Document excerpt -
“Hurry up! Grab the crayons and I’ll get the scissors!” This was my “order from headquarters” from an older sister when we were kids and Christmas was drawing near.
After asking permission, we would take the scissors to an old Sears or Montgomery Ward catalog and begin clipping out pictures of everything our little hearts desired, knowing full well this was just a wish list, and that we likely wouldn’t ever see it under our Christmas tree. Part of the fun was in the dreaming.
The reason we needed the old tub of crayons is that many of the pages were just drab black and white, and for such things as pajamas or a dress, we would color it whatever we wished it to be if it did, by chance, end up under our tree.
Today kids can go to Amazon and develop their list, while the daily mail carries tons of glossy color catalogs, choking out the dreamer in all of us. It was more fun to dig through the Sir Walter Raleigh tin of old stubby crayons, finding just the color we dreamed of wearing.

[Stored dataset items]
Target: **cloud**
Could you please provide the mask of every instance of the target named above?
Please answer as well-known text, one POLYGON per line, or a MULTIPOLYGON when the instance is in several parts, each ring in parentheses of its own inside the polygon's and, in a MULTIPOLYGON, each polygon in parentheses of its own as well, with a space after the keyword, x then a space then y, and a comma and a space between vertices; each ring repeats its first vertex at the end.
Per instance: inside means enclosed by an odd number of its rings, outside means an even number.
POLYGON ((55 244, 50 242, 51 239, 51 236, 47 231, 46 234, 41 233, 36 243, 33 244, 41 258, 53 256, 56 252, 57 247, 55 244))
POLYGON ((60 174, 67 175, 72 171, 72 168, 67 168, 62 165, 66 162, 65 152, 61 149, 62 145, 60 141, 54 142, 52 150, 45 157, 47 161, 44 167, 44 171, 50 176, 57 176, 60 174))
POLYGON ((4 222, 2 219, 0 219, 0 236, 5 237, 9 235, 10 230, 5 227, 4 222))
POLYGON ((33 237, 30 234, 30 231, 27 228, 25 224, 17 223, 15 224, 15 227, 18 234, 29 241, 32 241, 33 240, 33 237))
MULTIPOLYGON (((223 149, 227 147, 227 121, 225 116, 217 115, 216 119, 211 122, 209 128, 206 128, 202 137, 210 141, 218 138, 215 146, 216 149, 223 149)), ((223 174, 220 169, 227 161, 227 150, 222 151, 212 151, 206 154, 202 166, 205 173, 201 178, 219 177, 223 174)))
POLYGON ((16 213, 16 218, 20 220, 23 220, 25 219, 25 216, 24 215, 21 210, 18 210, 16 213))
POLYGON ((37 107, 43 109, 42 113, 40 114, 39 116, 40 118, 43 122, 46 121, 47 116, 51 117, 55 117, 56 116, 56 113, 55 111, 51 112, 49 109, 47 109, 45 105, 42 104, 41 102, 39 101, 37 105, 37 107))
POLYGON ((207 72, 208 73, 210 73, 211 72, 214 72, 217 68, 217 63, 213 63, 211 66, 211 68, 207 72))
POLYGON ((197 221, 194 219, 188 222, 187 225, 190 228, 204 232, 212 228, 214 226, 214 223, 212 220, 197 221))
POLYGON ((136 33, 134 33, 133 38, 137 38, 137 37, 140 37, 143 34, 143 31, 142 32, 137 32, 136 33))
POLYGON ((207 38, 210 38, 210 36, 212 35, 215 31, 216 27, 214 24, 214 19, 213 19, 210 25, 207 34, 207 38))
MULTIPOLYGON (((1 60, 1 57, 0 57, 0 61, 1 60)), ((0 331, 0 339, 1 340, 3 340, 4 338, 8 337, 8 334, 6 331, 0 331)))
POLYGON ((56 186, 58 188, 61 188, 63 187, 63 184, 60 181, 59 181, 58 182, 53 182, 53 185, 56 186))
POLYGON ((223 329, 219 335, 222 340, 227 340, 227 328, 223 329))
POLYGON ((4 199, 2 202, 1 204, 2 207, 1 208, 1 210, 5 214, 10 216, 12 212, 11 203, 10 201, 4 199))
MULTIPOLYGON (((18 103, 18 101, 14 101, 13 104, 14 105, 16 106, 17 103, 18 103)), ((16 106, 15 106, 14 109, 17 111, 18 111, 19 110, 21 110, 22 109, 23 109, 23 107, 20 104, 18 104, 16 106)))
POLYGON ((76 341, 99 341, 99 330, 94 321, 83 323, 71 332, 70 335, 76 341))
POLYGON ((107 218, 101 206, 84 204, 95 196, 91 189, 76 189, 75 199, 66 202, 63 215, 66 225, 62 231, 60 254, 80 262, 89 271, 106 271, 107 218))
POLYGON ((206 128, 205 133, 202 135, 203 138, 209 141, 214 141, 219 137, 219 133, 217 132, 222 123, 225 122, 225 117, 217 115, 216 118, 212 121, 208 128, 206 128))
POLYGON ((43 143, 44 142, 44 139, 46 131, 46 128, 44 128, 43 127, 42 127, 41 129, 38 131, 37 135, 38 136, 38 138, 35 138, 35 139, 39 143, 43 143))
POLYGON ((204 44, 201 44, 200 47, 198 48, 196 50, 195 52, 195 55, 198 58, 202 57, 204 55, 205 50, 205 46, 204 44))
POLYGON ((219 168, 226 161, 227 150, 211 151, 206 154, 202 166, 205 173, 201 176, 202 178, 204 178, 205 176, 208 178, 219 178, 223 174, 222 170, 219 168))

Written problem 1 -
In the piece about childhood Christmas catalogs, what kind of tin held the old stubby crayons?
Written problem 2 -
Carry the piece about childhood Christmas catalogs forward from its final sentence.

Exercise answer 1 -
A Sir Walter Raleigh tin.

Exercise answer 2 -
A new dress and a new pair of pajamas may not be all that exciting to the children of today, but it was a pretty big deal for us. Looking through the toy section was like wishing on a star.
“Don’t cut every single one of these out just because you think you like them all,” my sister Debi advised me. “Try to think real hard about it and only pick your very favorite.”
We were fascinated by the fact that the “Monkey Ward” catalog seemed to indicate the choices were endless. There were big baby dolls and tiny ones, and there were actual doll clothes made specially for them, too. There were doll baby bottles that, when tipped in to the doll’s mouth, the milk inside the bottle seemingly disappeared before your very eyes.
“But doll babies can’t really drink, so how can this be?” I asked my big sister. “It’s magic,” she said with solemn conviction, and I most certainly believed her.
There were Barbie dolls and Ken dolls and every single thing to help them live the high life. My big sister kept those scissors extra busy on those pages. If she didn’t find quite exactly the right accessory, she would draw it on a piece of paper.
She had the mind of a designer from the time she was old enough to color. My desire ran toward pogo sticks and a ventriloquist dummy, roller skates, pedal tractors, bikes and a real monkey.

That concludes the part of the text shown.